* _SOURCE PASSAGE_:
____________________

Introduction

Background

Frailty is a state of increased vulnerability to stressors which develops as a consequence of age-related decline in several inter-related physiological systems [1, 2], and is associated with a wide range of adverse health outcomes such as delirium, falls, functional decline, prolonged hospitalization and death [3,4,5,6,7,8,9]. Although qualitative assessment using “clinical judgment” is often used to identify frailty, this is not a reliable method and is less accurate than using formal assessment tools [10]. Several assessment tools have been proposed to assist with the identification of frailty in the Emergency Department (ED) [10,11,12,13].

The Clinical Frailty Scale (CFS) is a 9-point scale ranging from “very fit” to “terminally ill” [14]. It is one of the most commonly used frailty assessment tools [15]. The CFS allows health care providers to quickly stratify older patients with the help of pictographs and clinical descriptors. Using the CFS in the ED may be helpful in the early identification of patients who may benefit from additional services, and to support clinical decision-making [3, 8, 9, 16]. The CFS takes less than a minute to complete and due to its simplicity and ease of use the CFS is well-suited for use in the ED [12, 17,18,19,20].

Importance

The CFS has been investigated for interrater reliability (IRR) between nurses and physicians, between patients’ self-ratings and health care providers’ ratings, and between physicians from different specialties [19, 21,22,23,24]. In EDs, however, there has been a limited amount of studies evaluating the CFS interrater reliability, either including few patients or specific patient groups or never including nurses who specialize in care of older patients. In an ED study from the UK in which the CFS is in routine use, frailty assessment at triage was reported to include 50.3% of patients aged 65 and older [8]. A smartphone application has also been made available to aid CFS scoring in the hands of less experienced personnel. The application was developed as a response to the National Institute of Health and Care Excellence recommending use of the CFS when risk stratifying older people with COVID-19 [25].

____________________

* _STUDY MATERIAL_:
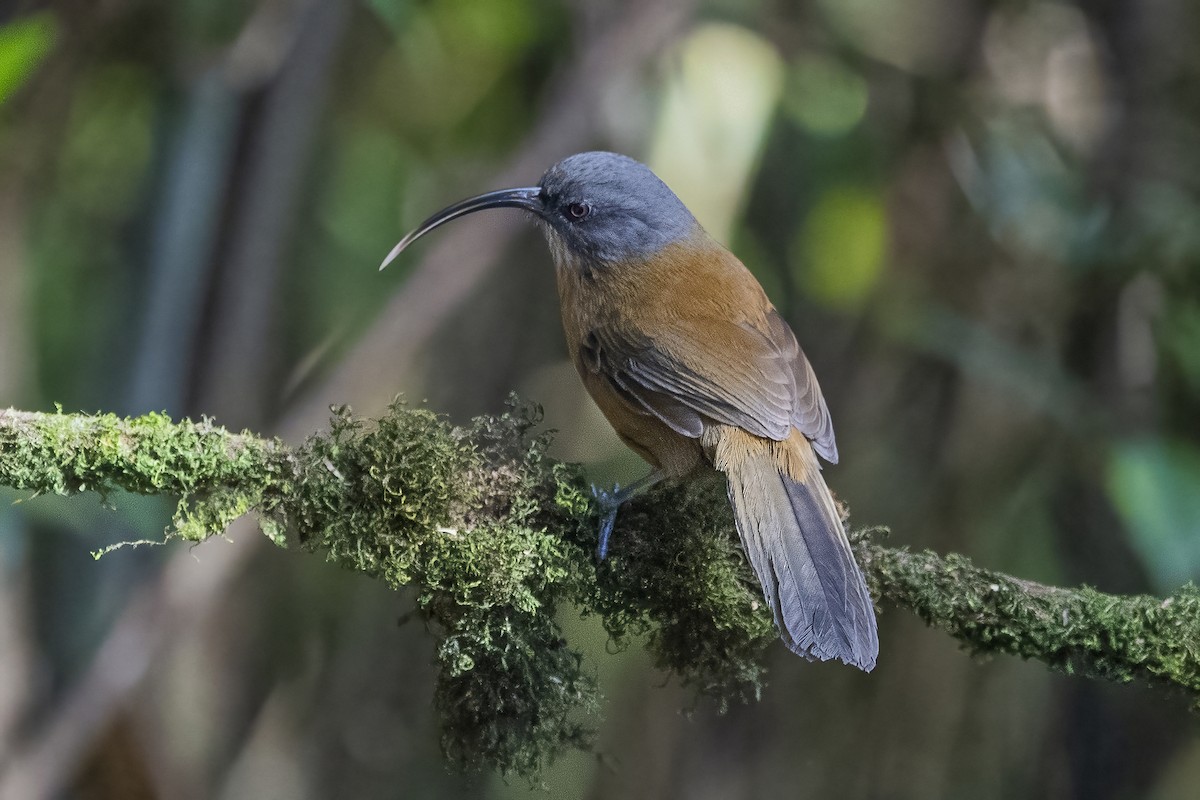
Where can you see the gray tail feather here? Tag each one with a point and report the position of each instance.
(793, 536)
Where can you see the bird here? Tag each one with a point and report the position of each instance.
(693, 366)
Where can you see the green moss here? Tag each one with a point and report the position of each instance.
(496, 540)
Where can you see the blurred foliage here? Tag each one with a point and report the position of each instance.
(979, 217)
(23, 44)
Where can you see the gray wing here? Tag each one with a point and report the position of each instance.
(726, 373)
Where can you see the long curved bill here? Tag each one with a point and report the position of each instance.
(507, 198)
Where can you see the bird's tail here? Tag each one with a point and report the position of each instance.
(793, 536)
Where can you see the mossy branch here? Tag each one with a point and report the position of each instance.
(493, 536)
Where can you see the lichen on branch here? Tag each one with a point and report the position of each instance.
(495, 537)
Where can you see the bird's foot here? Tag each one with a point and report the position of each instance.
(610, 503)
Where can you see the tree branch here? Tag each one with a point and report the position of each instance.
(493, 536)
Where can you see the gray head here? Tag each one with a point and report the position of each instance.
(599, 208)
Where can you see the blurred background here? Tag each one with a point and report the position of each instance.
(982, 220)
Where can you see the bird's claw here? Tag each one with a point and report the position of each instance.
(609, 501)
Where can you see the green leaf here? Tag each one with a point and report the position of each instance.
(1156, 487)
(24, 43)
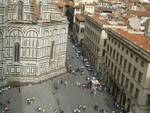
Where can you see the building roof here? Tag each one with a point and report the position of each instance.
(99, 19)
(80, 17)
(103, 21)
(140, 40)
(79, 6)
(139, 13)
(62, 3)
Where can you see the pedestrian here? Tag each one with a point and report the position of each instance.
(96, 107)
(61, 111)
(84, 107)
(65, 83)
(8, 101)
(61, 81)
(55, 111)
(19, 90)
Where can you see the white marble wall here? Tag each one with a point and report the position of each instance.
(37, 56)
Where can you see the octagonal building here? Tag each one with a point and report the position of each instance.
(33, 40)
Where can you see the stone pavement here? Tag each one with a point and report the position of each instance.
(65, 97)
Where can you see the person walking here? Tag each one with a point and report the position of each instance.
(19, 90)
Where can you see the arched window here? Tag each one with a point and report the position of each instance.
(17, 52)
(20, 10)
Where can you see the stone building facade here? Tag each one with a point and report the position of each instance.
(32, 48)
(95, 38)
(127, 62)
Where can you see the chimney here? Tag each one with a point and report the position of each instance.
(147, 28)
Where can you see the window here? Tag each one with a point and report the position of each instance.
(129, 68)
(131, 55)
(121, 60)
(117, 56)
(131, 87)
(110, 50)
(140, 77)
(20, 10)
(103, 53)
(136, 93)
(142, 63)
(105, 41)
(127, 51)
(118, 74)
(112, 65)
(82, 30)
(125, 63)
(122, 79)
(52, 50)
(122, 48)
(134, 72)
(127, 82)
(114, 53)
(136, 59)
(148, 99)
(17, 52)
(115, 70)
(118, 45)
(107, 48)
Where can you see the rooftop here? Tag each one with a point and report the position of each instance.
(104, 21)
(80, 17)
(139, 13)
(140, 40)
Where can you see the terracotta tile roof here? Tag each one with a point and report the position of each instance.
(80, 17)
(99, 19)
(140, 40)
(139, 13)
(62, 3)
(80, 6)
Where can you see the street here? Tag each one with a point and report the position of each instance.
(66, 95)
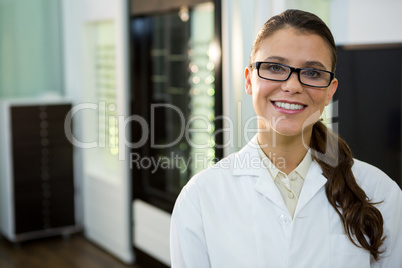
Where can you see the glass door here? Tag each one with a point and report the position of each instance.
(176, 88)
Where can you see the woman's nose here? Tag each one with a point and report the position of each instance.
(292, 85)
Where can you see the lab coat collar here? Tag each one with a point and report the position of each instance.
(248, 163)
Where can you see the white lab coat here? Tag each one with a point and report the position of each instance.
(233, 215)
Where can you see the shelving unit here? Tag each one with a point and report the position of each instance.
(36, 179)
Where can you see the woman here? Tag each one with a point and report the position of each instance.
(317, 206)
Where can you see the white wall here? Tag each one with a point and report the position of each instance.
(366, 21)
(104, 181)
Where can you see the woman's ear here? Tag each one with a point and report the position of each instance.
(248, 73)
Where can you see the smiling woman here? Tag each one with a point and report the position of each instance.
(320, 207)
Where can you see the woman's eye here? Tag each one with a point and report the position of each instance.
(312, 73)
(276, 68)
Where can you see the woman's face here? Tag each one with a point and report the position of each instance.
(296, 49)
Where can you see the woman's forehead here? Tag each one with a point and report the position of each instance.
(294, 46)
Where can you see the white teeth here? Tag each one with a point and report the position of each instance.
(288, 106)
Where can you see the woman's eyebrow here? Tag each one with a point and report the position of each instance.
(277, 59)
(315, 64)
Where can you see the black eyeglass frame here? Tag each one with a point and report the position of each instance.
(257, 65)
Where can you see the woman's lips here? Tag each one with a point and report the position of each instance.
(288, 107)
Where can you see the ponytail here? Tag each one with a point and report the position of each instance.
(361, 220)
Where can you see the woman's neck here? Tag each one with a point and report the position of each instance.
(285, 152)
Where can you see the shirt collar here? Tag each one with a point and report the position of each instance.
(301, 169)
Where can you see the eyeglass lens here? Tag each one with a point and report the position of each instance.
(308, 76)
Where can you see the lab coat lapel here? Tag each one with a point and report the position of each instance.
(265, 185)
(248, 163)
(312, 184)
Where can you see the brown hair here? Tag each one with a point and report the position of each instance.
(359, 216)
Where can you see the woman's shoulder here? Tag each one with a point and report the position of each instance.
(222, 168)
(373, 180)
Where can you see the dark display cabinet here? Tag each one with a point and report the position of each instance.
(369, 101)
(37, 182)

____________________

* _ABOUT THIS TASK_:
Switch "pictographs" to "illustrations" in the part of the frailty text that opens with the words "The Clinical Frailty" and closes with "ED [12, 17,18,19,20].", and write out that whole part with the change. The entries that come after the frailty text are separate material.

* _RESPONSE AREA_:
The Clinical Frailty Scale (CFS) is a 9-point scale ranging from “very fit” to “terminally ill” [14]. It is one of the most commonly used frailty assessment tools [15]. The CFS allows health care providers to quickly stratify older patients with the help of illustrations and clinical descriptors. Using the CFS in the ED may be helpful in the early identification of patients who may benefit from additional services, and to support clinical decision-making [3, 8, 9, 16]. The CFS takes less than a minute to complete and due to its simplicity and ease of use the CFS is well-suited for use in the ED [12, 17,18,19,20].